[Opening Reading text section]

I’ve put links to “Forming Consciences for Faithful Citizenship”, and other resources, in the footnotes.5
It’s been one of those weeks: so I’ll summarize the “Seven Themes of Catholic social teaching”, plus a few links — and then talk about why earnest folks with good intentions worry me.
Remembering Prohibition: High Ideals and Speakeasies
Oliver Herford’s cartoon (above) showing the dreadfully diabolical dangers of Demon Rum, and Cesare’s “The genii of intolerance / A dangerous ally for the cause of women suffrage” (right), present two views of Prohibition.
Folks pushing prohibition were, I think, sincere. They were also persistent and, at least temporarily, successful.
Wrecking my country’s alcohol industry became national policy in 1919, with the Eighteenth Amendment to our Constitution.
From 1920 to 1933, we witnessed the social and spiritual benefits of speakeasies, moonshine, and bootlegging.
The Constitution’s Twenty-first Amendment put an end to that noble and high-minded experiment. I think my country’s Prohibition binge was a stupid idea.
I’ll admit to a bias, and that’s even more topics.6
I’m bringing Prohibition up now, because I think it’s an example of a law that was just simply reeking of high ideals and good intentions — and a cautionary tale, showing what can happen when high ideals get shoved down our throats.

[Closing Reading text section]

(Questions to answer)
a. According to the passage about Prohibition, in what year did wrecking the country's alcohol industry become national policy, and through which amendment?
b. Write the next paragraph of the passage about Prohibition, picking up after its final sentence.

[Opening Supplied records section]

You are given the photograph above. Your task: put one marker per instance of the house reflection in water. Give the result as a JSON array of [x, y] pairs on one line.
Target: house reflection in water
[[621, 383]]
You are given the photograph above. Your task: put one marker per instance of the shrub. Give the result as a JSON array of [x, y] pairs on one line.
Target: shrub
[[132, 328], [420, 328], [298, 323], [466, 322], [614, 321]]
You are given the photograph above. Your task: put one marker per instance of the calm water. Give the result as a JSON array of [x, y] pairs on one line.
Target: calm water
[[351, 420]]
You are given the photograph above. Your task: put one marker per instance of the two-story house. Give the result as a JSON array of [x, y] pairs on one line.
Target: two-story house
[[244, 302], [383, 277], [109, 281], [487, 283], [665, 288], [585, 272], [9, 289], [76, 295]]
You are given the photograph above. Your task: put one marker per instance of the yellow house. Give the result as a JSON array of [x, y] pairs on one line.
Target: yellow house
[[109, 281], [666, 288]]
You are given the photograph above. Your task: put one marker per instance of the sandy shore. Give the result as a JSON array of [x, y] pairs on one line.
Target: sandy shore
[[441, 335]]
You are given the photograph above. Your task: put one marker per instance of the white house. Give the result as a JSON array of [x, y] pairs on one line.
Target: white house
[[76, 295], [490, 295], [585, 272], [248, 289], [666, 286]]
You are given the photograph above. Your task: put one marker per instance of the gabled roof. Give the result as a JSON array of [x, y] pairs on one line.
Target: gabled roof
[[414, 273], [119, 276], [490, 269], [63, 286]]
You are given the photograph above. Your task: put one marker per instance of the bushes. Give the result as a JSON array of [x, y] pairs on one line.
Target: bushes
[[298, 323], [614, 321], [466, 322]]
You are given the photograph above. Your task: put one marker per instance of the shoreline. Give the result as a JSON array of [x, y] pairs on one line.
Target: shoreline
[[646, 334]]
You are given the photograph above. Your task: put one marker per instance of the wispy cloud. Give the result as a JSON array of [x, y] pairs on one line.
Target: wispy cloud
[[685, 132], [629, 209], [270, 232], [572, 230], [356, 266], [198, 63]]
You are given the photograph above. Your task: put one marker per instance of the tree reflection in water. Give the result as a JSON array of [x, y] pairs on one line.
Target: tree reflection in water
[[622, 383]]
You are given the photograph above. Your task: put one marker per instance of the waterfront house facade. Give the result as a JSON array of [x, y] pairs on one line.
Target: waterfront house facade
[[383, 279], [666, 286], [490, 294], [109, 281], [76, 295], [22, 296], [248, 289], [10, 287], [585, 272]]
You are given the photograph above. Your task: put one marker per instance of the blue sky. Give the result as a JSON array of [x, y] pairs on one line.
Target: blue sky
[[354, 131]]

[Closing Supplied records section]

(Responses to the exercise)
a. In 1919, through the Eighteenth Amendment to the Constitution.

b.
Particularly high ideals aimed folks with the ‘wrong’ ancestors, and I’m wandering off-topic again.
I don’t think any of America’s subcultures has a monopoly on stupid ideas.
Now, finally, I’m getting to something Pope Francis said on his flight back to Rome, September 13, 2024: with a Catholic News Service video and an excerpt from USCCB News.
Pope Francis and Our Choices
I’d have preferred hearing the pope speak in my native language, but like I said earlier: the Church is καθολικός, universal. I’m just glad we have folks who translated what he said.
The following excerpt is longer than most that I share.
I’m including all seven paragraphs because I think they do a good job, explaining why the Church says that killing innocent people isn’t nice and we shouldn’t do it. And why treating foreigners as if they were people is a good idea.
“…A U.S. television reporter asked him about the choice Catholic voters face between Harris, who supports legalized abortion, and Trump, who wants to severely restrict immigration and has said he wants to deport tens of thousands of migrants.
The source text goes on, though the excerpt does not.